READING TEXT:
By fighting back, Christie showed disrespect for the Guadalupe
gang. “He should have been running.” “We expect our gang to be
feared.” The Guadalupe gang members had “to make sure that
he has some kind of bodily harm done to him.” They would be
expected “to escalate . . . to weapons if they couldn’t handle it
with their fists.” If a Guadalupe gang member kills a rival gang
member, “[i]t brings a lot of respect to the [Guadalupe] gang” as
well as to the killer.
Prior Appellate Court Decision
In a nonpublished opinion, People v. Palomar et al.
(B226769, Jan. 9, 2012), we affirmed the judgments entered after
a jury had convicted Palomar of first degree murder and Morales
of second degree murder. The issues in the prior appeal are
different from those in the present appeal.
Jury Instructions: Different Theories of Second Degree Murder
The jury was instructed on two different theories of second
degree murder: direct aiding and abetting, and implied malice.

INSTRUCTIONS TO FOLLOW:
According to the court opinion excerpt, of what crime did the jury convict Morales?

SUPPLIED MATERIAL:
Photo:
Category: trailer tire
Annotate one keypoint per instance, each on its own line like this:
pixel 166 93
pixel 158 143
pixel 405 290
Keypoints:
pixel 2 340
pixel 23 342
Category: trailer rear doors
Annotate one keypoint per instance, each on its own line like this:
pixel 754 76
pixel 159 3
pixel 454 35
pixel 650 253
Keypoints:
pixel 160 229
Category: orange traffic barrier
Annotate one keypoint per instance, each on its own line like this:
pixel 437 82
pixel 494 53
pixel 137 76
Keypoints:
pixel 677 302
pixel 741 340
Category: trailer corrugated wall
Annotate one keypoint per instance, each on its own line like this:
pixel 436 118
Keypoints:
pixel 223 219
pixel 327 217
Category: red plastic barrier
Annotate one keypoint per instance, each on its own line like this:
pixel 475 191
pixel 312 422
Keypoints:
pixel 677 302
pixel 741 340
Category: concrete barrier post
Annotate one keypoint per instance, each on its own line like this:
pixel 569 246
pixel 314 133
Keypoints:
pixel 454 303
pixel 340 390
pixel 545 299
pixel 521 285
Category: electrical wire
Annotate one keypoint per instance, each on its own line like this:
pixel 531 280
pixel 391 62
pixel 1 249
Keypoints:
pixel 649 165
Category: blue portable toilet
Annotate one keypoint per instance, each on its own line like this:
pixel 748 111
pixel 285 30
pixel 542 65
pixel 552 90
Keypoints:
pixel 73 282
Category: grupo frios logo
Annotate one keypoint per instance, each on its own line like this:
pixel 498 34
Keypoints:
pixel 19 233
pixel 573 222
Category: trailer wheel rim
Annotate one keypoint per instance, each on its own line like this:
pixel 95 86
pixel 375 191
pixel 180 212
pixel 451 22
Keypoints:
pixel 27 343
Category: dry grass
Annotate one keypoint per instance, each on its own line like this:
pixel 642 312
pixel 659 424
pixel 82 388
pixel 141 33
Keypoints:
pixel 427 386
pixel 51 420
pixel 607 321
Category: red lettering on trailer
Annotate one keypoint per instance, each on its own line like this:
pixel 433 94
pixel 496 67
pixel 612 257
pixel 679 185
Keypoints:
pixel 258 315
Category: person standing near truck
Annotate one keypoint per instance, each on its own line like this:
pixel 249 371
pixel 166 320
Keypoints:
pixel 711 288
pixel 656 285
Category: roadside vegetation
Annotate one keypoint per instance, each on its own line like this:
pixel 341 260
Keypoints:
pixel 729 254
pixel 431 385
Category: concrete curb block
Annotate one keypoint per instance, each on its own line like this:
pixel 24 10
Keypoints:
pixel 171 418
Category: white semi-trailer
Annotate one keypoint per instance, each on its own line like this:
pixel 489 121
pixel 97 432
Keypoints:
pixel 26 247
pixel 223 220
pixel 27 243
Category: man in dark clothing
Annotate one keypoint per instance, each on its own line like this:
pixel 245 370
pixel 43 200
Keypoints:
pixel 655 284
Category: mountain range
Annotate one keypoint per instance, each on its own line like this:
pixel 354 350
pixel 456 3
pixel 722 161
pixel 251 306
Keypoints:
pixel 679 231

CORRECT ANSWER:
Second degree murder.